- WORK TO DO
1. Copy the passage on dial lock manipulation word for word, starting with "What’s Inside a" and going on through "correct combination lands.".
2. Continue the passage on picking dial locks, picking up right after its final sentence.

- EXCERPTED PASSAGE
◆ ◆ ◆
Picking a dial lock, more accurately called “manipulation,” means figuring out the combination by feel and sound rather than brute force. Unlike pin tumbler locks that use picks and tension wrenches, dial locks require patience, a quiet environment, and an understanding of what’s happening inside the lock body. The process can take anywhere from minutes on a cheap padlock to hours on a quality safe lock, and some higher-security models are specifically designed to resist it entirely.
What’s Inside a Dial Lock
Every dial combination lock uses a set of internal wheels called a wheel pack. The number of wheels matches the number of digits in the combination: a three-number combo means three wheels stacked on a spindle behind the dial. Each wheel has a notch cut into its edge. When you dial the correct combination, all those notches line up to form a single gap.
Sitting on top of the wheels is a small metal bar called the fence. The fence rests on the smooth outer edges of the wheels and physically blocks the bolt from sliding open. When the notches align, the fence drops into that gap under its own weight, clearing the path for the bolt. That’s the satisfying click you feel when a correct combination lands.
The dial connects to a drive cam, which has a small pin on it. As you spin the dial, this drive pin eventually catches a tab (called a fly) on the adjacent wheel, dragging it along. This is why you turn the dial multiple times in one direction before reversing: each full rotation picks up one more wheel. Turning right three times engages all three wheels. Reversing direction lets you set each wheel independently, one at a time, parking each notch in the correct position.
How Manipulation Works
The core technique exploits the fact that the drive cam also has a notch, and the fence’s nose passes over it once per rotation. When the nose hits the sloped edge of this notch, it produces a subtle click. This is your starting point.
To find it, turn the dial slowly to the left while applying very light pressure on the shackle or bolt handle. Listen and feel for a faint click as the fence contacts the drive cam’s notch. By noting where on the dial this click starts and stops, you identify the “contact area,” a narrow range of numbers that tells you the drive cam’s orientation. This is the foundation for everything that follows.
◆ ◆ ◆
- DATASET RECORDS
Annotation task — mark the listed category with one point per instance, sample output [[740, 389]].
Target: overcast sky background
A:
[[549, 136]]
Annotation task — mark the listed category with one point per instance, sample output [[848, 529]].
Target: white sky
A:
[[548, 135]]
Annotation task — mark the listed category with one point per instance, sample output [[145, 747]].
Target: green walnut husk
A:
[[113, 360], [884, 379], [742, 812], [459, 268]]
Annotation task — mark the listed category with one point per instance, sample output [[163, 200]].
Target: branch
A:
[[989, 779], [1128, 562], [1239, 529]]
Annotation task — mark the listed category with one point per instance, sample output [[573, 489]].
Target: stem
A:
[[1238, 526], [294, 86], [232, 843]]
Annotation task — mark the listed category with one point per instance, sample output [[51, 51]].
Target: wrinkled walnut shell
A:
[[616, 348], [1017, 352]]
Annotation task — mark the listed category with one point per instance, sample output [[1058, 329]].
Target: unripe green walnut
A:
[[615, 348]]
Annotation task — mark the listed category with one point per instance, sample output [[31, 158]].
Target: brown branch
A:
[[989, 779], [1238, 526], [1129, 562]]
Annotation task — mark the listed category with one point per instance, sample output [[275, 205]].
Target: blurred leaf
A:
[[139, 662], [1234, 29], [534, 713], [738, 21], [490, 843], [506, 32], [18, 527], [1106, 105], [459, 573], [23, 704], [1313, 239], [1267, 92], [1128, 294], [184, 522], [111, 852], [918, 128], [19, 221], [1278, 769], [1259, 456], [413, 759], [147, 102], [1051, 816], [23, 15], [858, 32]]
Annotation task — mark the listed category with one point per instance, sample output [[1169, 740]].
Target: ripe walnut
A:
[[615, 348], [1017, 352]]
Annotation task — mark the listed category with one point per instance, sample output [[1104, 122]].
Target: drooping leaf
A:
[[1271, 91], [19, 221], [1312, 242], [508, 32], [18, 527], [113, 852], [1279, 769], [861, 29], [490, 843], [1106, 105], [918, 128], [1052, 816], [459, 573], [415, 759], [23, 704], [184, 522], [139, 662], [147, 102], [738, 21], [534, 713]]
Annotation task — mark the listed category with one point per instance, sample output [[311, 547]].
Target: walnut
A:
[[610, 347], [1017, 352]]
◆ ◆ ◆
- TASK RESULTS
1.
What’s Inside a Dial Lock
Every dial combination lock uses a set of internal wheels called a wheel pack. The number of wheels matches the number of digits in the combination: a three-number combo means three wheels stacked on a spindle behind the dial. Each wheel has a notch cut into its edge. When you dial the correct combination, all those notches line up to form a single gap.
Sitting on top of the wheels is a small metal bar called the fence. The fence rests on the smooth outer edges of the wheels and physically blocks the bolt from sliding open. When the notches align, the fence drops into that gap under its own weight, clearing the path for the bolt. That’s the satisfying click you feel when a correct combination lands.

2.
Once you know the contact area, the next step is graphing. For each number on the dial, you park the first wheel at that position, then slowly rotate the dial back and forth across the contact area while pressing lightly on the shackle. You’re feeling for how wide or narrow the contact area is at each position. When a wheel’s notch is lined up under the fence, the contact area will feel slightly different: the click zone narrows or shifts. Plot these readings on paper (number on the x-axis, contact area width on the y-axis) and the combination digits show up as dips in the graph.
This process is repeated for each wheel. On a three-wheel lock, you’ll generate three graphs. The numbers where the contact area narrows are your combination candidates. Because most locks have some tolerance, you may end up with two or three candidates per wheel rather than one exact number, which means trying a handful of possible combinations rather than all 64,000 (on a typical 40-number, three-wheel lock).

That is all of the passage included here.